PAGE EXCERPT Block Start

Nearly 40 Feared Dead as Torrential Rains Flood Southwest Japan

More heavy rains are forecast to spread across the country until Tuesday.

Nearly 40 people are feared dead as torrential rains continued to hit Japan's southwestern island of Kyushu, with river banks at risk of bursting on Monday morning and new evacuation orders put in place.

Flooding and mudslides that began at the weekend have killed 21 people so far. A further 18 people were showing no vital signs and presumed dead pending official confirmation, and 13 people were missing, Chief Cabinet Secretary Yoshihide Suga said at a news conference.

"I offer my deepest condolences for those who have passed from the torrential rains," Suga said, adding that some 40,000 members of the Self-Defence Force were involved in rescue missions.

Japan Flood and Rains
Nearly 40 feared dead as torrential rains hit southwest Japan Twitter/Reuters

Flood Amid COVID-19

He added that evacuation centers were also working on preventing the spread of the novel coronavirus by distributing disinfectants and asking evacuees to maintain their distance from each other.

Rescue workers are helping through the wreckage of houses hit by floods and landslides. Reports have said over 50 people have died or are missing in the southern island of Kyushu.

PAGE EXCERPT Block End

• EXERCISE INSTRUCTIONS:
**1)** From the article on the Kyushu floods, copy the passage from "Flood Amid COVID-19" up to and including "from each other.".
**2)** Extend the news report on the Kyushu floods by writing what comes after its final sentence.

DATA EXTRACT Block Start

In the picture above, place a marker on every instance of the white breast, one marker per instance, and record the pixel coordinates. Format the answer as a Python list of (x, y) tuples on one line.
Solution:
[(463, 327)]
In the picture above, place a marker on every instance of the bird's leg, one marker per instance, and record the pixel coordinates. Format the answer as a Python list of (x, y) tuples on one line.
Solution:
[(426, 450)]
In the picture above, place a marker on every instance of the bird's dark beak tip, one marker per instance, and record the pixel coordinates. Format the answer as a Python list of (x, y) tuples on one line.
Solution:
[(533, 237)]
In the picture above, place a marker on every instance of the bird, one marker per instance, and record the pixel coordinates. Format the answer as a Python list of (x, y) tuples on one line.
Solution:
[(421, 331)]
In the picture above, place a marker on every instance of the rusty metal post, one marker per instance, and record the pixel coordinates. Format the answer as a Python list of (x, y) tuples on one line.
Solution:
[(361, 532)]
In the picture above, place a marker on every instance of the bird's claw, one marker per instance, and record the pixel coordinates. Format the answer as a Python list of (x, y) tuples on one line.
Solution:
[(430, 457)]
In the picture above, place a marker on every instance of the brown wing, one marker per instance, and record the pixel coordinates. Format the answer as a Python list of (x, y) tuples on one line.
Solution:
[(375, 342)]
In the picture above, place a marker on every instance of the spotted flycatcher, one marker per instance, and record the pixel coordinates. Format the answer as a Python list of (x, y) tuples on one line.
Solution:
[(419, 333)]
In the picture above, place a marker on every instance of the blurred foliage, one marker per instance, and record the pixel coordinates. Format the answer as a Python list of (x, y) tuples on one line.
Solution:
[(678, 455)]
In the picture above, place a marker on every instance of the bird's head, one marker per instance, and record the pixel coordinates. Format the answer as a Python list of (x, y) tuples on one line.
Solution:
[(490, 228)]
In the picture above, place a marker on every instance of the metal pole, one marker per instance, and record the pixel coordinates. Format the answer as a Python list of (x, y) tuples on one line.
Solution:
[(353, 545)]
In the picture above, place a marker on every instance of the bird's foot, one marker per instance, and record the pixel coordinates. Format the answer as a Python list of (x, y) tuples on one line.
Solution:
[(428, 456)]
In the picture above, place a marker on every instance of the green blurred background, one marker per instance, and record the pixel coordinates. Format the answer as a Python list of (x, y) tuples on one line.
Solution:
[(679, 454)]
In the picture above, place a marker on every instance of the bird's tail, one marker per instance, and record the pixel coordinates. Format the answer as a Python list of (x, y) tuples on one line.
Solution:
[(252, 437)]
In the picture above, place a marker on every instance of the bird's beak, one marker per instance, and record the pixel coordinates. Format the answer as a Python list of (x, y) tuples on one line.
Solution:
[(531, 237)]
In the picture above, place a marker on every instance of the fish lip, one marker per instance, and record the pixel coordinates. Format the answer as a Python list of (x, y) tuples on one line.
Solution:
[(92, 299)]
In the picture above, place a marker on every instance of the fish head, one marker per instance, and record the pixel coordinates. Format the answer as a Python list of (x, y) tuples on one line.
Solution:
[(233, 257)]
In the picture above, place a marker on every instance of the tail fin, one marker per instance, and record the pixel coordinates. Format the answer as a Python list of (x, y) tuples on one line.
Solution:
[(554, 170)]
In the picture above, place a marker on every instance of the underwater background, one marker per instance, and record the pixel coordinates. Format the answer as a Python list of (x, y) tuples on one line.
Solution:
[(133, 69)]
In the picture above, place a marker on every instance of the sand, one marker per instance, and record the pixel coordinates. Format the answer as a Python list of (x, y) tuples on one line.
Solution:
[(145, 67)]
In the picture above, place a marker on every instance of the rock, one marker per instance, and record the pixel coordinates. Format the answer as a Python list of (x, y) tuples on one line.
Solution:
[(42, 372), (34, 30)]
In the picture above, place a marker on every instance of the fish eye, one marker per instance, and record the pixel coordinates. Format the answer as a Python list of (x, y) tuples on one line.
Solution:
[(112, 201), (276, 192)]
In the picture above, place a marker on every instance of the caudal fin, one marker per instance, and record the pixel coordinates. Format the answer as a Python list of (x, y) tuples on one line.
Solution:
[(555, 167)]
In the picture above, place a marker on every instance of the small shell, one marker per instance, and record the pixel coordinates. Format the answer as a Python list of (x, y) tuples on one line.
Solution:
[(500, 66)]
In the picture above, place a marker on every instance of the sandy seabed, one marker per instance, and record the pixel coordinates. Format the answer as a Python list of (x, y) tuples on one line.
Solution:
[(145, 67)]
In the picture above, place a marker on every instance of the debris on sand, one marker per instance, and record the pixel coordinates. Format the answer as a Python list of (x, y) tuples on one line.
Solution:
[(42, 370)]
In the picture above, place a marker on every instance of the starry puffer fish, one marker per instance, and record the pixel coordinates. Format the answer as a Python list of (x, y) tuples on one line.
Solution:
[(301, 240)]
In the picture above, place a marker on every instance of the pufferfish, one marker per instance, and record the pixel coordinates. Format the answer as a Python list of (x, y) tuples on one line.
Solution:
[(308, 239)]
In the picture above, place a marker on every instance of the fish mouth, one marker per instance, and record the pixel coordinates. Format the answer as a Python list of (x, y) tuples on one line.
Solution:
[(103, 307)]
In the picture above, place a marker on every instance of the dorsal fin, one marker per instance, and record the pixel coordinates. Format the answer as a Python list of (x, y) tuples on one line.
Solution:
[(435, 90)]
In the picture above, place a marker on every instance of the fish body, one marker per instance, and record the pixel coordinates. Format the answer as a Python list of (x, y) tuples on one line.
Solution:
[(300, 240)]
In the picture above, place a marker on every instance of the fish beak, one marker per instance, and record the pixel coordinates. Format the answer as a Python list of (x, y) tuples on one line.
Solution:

DATA EXTRACT Block End

• RESULTS OF THE EXERCISE:
**1)**
Flood Amid COVID-19

He added that evacuation centers were also working on preventing the spread of the novel coronavirus by distributing disinfectants and asking evacuees to maintain their distance from each other.

**2)**
Firefighters, Coast guards and members of the Self-Defence Forces are engaged in tens of thousands in rescue and recovery efforts. More personnel are on the way, according to reports.

Heavy Rains Forecast

More heavy rains are forecast to spread across the country until Tuesday, bringing 200 to 300mm of rainfall to the Kansai region around Osaka and the Kanto region around Tokyo.

As of Saturday, some 200,000 have been ordered to evacuate their homes, according to Kyodo news agency. The floods are Japan's worst natural disaster since Typhoon Hagibis in October last year that left about 90 people dead.

Ikuo Kabashima, the Governor of Kumamoto prefecture is under pressure for opposing a dam that would have helped in preventing floods. Being a Harvard-educated former university professor, he had promised that he would look for alternatives in flood-prevention schemes, all of them got rejected due to cost.